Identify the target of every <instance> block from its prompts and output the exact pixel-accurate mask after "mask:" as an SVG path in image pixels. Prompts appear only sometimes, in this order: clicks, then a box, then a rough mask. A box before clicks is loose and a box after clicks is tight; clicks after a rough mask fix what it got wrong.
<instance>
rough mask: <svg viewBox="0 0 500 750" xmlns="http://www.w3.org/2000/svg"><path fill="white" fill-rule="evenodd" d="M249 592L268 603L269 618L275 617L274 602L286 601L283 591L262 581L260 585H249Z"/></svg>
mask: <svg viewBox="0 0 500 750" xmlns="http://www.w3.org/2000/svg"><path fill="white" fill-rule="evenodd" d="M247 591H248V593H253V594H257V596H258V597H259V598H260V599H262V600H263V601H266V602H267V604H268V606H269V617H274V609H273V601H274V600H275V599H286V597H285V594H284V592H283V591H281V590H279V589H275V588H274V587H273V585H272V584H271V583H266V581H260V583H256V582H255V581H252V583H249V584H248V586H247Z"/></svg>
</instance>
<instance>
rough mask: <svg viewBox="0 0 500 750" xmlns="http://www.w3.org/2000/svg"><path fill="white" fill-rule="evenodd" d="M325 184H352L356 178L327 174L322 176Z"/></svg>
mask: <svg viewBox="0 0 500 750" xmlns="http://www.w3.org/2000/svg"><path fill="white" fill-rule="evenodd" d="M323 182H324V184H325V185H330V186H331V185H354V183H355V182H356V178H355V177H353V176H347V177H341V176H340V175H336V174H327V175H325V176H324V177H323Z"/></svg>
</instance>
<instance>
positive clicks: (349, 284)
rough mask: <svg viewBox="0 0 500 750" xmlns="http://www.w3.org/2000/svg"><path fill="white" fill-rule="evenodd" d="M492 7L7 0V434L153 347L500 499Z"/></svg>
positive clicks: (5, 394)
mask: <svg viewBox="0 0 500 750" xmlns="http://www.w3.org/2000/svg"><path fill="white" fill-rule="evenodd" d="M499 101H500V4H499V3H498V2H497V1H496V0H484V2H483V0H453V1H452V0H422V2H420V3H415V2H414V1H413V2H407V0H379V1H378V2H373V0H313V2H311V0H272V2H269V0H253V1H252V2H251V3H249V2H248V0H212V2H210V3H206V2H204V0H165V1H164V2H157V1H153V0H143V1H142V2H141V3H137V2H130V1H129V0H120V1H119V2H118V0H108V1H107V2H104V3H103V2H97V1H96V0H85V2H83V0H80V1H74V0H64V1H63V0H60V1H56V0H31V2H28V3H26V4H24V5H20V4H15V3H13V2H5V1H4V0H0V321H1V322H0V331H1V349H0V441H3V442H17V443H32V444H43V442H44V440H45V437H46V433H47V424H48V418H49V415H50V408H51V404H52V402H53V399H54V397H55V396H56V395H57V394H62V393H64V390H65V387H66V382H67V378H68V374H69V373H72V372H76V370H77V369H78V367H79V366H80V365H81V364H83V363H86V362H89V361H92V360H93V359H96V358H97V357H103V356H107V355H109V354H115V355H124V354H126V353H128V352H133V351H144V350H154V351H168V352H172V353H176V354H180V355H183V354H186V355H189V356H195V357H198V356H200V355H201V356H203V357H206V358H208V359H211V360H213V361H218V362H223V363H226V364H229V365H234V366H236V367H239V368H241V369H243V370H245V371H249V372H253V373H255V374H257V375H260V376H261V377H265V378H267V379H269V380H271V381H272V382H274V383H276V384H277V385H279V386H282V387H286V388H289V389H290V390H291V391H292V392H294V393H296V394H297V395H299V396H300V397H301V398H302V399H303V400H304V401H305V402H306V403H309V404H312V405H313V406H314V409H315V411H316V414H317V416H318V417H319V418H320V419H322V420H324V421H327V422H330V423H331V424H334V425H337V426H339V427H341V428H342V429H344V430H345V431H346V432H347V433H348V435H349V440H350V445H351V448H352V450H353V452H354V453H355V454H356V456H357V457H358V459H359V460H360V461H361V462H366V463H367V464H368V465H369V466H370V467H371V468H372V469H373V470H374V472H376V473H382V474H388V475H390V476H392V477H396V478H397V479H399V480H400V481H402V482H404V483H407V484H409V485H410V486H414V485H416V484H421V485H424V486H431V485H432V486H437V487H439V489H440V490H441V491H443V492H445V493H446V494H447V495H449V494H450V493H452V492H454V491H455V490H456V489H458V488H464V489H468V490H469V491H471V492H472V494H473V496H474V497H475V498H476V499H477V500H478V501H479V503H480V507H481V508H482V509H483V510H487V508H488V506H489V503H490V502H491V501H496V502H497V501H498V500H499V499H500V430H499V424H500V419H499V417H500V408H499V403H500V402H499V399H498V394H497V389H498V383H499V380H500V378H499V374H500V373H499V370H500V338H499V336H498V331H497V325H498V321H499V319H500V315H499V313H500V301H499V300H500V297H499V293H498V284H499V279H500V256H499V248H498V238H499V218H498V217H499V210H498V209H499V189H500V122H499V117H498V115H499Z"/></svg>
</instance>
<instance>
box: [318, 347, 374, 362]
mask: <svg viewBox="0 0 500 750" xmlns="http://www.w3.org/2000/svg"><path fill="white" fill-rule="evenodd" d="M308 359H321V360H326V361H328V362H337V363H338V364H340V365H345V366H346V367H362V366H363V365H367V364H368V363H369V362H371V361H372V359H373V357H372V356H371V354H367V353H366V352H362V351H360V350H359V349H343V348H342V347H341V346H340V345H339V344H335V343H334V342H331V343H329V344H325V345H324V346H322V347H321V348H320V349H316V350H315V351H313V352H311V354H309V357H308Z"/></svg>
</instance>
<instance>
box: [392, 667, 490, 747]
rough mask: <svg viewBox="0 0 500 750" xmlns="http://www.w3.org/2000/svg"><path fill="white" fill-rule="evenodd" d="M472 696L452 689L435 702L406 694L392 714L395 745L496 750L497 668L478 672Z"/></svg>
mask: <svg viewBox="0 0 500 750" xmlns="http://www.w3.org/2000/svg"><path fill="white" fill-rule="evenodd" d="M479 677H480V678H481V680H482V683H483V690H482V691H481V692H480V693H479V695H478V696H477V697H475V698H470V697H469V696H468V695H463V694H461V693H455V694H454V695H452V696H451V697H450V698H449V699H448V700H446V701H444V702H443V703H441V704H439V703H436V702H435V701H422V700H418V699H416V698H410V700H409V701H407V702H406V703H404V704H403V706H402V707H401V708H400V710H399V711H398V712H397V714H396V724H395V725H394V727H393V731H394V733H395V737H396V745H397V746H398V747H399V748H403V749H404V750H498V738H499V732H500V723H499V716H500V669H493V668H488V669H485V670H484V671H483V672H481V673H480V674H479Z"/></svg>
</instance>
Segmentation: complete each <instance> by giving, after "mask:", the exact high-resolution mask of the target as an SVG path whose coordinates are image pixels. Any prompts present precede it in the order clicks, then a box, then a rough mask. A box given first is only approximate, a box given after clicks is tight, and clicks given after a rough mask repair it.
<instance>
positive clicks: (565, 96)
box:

────────

Assigned task:
What is needed here is every record above, repeated exactly.

Exercise response:
Identify the target of every <instance> block from its prompts and output the exact pixel-accurate mask after "mask:" as an SVG path in image pixels. Prompts appear only sometimes, in this order: clicks, then a box, then a rough mask. A box before clicks is loose and a box after clicks is tight; clicks after a rough mask fix what it got wrong.
<instance>
rough mask: <svg viewBox="0 0 500 750" xmlns="http://www.w3.org/2000/svg"><path fill="white" fill-rule="evenodd" d="M249 592L268 603L269 618L275 617L274 602L286 601L283 591L262 581L260 585H249Z"/></svg>
mask: <svg viewBox="0 0 500 750" xmlns="http://www.w3.org/2000/svg"><path fill="white" fill-rule="evenodd" d="M247 591H248V593H253V594H257V596H258V597H259V598H260V599H262V600H263V601H266V602H267V604H268V606H269V617H274V609H273V601H274V600H275V599H286V597H285V594H284V592H283V591H281V590H279V589H275V588H274V587H273V585H272V584H271V583H266V581H260V583H256V582H255V581H252V583H249V584H248V586H247Z"/></svg>
</instance>
<instance>
rough mask: <svg viewBox="0 0 500 750" xmlns="http://www.w3.org/2000/svg"><path fill="white" fill-rule="evenodd" d="M325 184H352L356 178L327 174L322 176Z"/></svg>
mask: <svg viewBox="0 0 500 750" xmlns="http://www.w3.org/2000/svg"><path fill="white" fill-rule="evenodd" d="M323 182H324V184H325V185H330V186H331V185H354V183H355V182H356V178H355V177H353V176H347V177H341V176H340V175H336V174H327V175H325V176H324V177H323Z"/></svg>
</instance>
<instance>
positive clicks: (349, 284)
rough mask: <svg viewBox="0 0 500 750" xmlns="http://www.w3.org/2000/svg"><path fill="white" fill-rule="evenodd" d="M492 7L7 0V434L153 347L500 499Z"/></svg>
positive clicks: (5, 394)
mask: <svg viewBox="0 0 500 750" xmlns="http://www.w3.org/2000/svg"><path fill="white" fill-rule="evenodd" d="M499 101H500V4H499V3H498V2H497V1H496V0H484V2H483V0H453V1H452V0H422V2H420V3H415V2H414V1H413V2H407V0H379V1H378V2H373V0H313V2H311V0H272V2H269V0H253V1H252V2H251V3H249V2H248V0H212V2H210V3H206V2H204V0H165V1H164V2H157V1H153V0H143V1H142V2H141V3H137V2H130V1H129V0H120V1H119V2H118V0H108V1H107V2H104V3H103V2H97V1H96V0H85V2H83V0H80V1H74V0H64V1H63V0H60V1H56V0H31V2H28V3H26V4H24V5H20V4H15V3H13V2H5V1H4V0H0V321H1V322H0V331H1V349H0V441H3V442H17V443H32V444H43V442H44V440H45V437H46V433H47V424H48V418H49V415H50V408H51V404H52V402H53V399H54V397H55V396H56V395H57V394H62V393H64V390H65V387H66V382H67V378H68V374H69V373H72V372H76V370H77V369H78V367H79V366H80V365H81V364H83V363H86V362H89V361H92V360H93V359H96V358H97V357H103V356H107V355H109V354H115V355H124V354H126V353H128V352H133V351H144V350H154V351H168V352H172V353H176V354H180V355H183V354H186V355H189V356H195V357H198V356H200V355H201V356H203V357H206V358H208V359H211V360H213V361H218V362H223V363H226V364H229V365H234V366H236V367H239V368H241V369H243V370H245V371H249V372H253V373H255V374H257V375H260V376H261V377H265V378H267V379H269V380H271V381H272V382H274V383H276V384H277V385H279V386H282V387H286V388H289V389H290V390H291V391H292V392H294V393H296V394H297V395H299V396H300V397H301V398H302V399H303V400H304V401H305V402H306V403H309V404H312V405H313V406H314V409H315V411H316V414H317V416H318V417H319V418H320V419H322V420H324V421H327V422H330V423H331V424H334V425H337V426H339V427H341V428H342V429H344V430H345V431H346V432H347V433H348V435H349V440H350V445H351V448H352V450H353V452H354V453H355V454H356V456H357V457H358V459H359V460H360V461H361V462H366V463H367V464H368V465H369V466H370V467H371V468H372V469H373V470H374V472H376V473H382V474H388V475H390V476H392V477H396V478H397V479H399V480H400V481H402V482H404V483H407V484H409V485H410V486H414V485H416V484H421V485H424V486H431V485H432V486H437V487H439V489H440V490H441V491H443V492H445V493H446V494H447V495H449V494H450V493H452V492H454V491H455V490H456V489H458V488H464V489H468V490H469V491H471V492H472V494H473V496H474V497H475V498H476V499H477V500H478V501H479V503H480V507H481V508H482V509H483V510H487V508H488V506H489V503H490V502H491V501H496V502H497V501H498V500H499V499H500V430H499V424H500V419H499V417H500V408H499V403H500V402H499V399H498V394H497V389H498V383H499V380H500V378H499V374H500V373H499V370H500V338H499V336H498V331H497V325H498V321H499V319H500V315H499V313H500V301H499V300H500V297H499V293H498V284H499V279H500V256H499V248H498V238H499V218H498V217H499V210H498V209H499V189H500V122H499V117H498V115H499Z"/></svg>
</instance>
<instance>
box: [318, 347, 374, 362]
mask: <svg viewBox="0 0 500 750" xmlns="http://www.w3.org/2000/svg"><path fill="white" fill-rule="evenodd" d="M308 359H321V360H326V361H328V362H337V363H338V364H340V365H345V366H346V367H362V366H363V365H367V364H368V363H369V362H371V361H372V359H373V357H372V356H371V354H367V353H366V352H362V351H360V350H359V349H343V348H342V347H341V346H340V345H339V344H335V343H334V342H331V343H329V344H325V345H324V346H322V347H321V348H320V349H316V350H315V351H313V352H311V354H309V357H308Z"/></svg>
</instance>
<instance>
box: [392, 667, 490, 747]
rough mask: <svg viewBox="0 0 500 750" xmlns="http://www.w3.org/2000/svg"><path fill="white" fill-rule="evenodd" d="M472 696L452 689L435 702L406 694L392 714L395 745L496 750L497 668L478 672Z"/></svg>
mask: <svg viewBox="0 0 500 750" xmlns="http://www.w3.org/2000/svg"><path fill="white" fill-rule="evenodd" d="M479 677H480V678H481V680H482V683H483V690H482V691H481V692H480V693H479V695H478V696H477V697H475V698H470V697H469V696H468V695H463V694H461V693H455V694H454V695H452V696H451V697H450V698H449V699H448V700H446V701H444V702H443V703H441V704H439V703H436V702H435V701H422V700H418V699H416V698H410V700H409V701H407V702H406V703H404V704H403V706H402V707H401V708H400V710H399V711H398V712H397V714H396V724H395V725H394V727H393V731H394V733H395V737H396V745H397V746H398V747H399V748H403V749H404V750H498V738H499V732H500V723H499V716H500V669H493V668H488V669H485V670H484V671H483V672H481V673H480V674H479Z"/></svg>
</instance>
Segmentation: complete each <instance> by giving, after "mask:", the exact high-resolution mask of the target as an SVG path whose coordinates are image pixels. Any prompts present precede it in the order clicks, then a box, then a rough mask. A box given first is only approximate, a box given after clicks is tight, and clicks given after a rough mask repair it.
<instance>
positive clicks: (565, 96)
box:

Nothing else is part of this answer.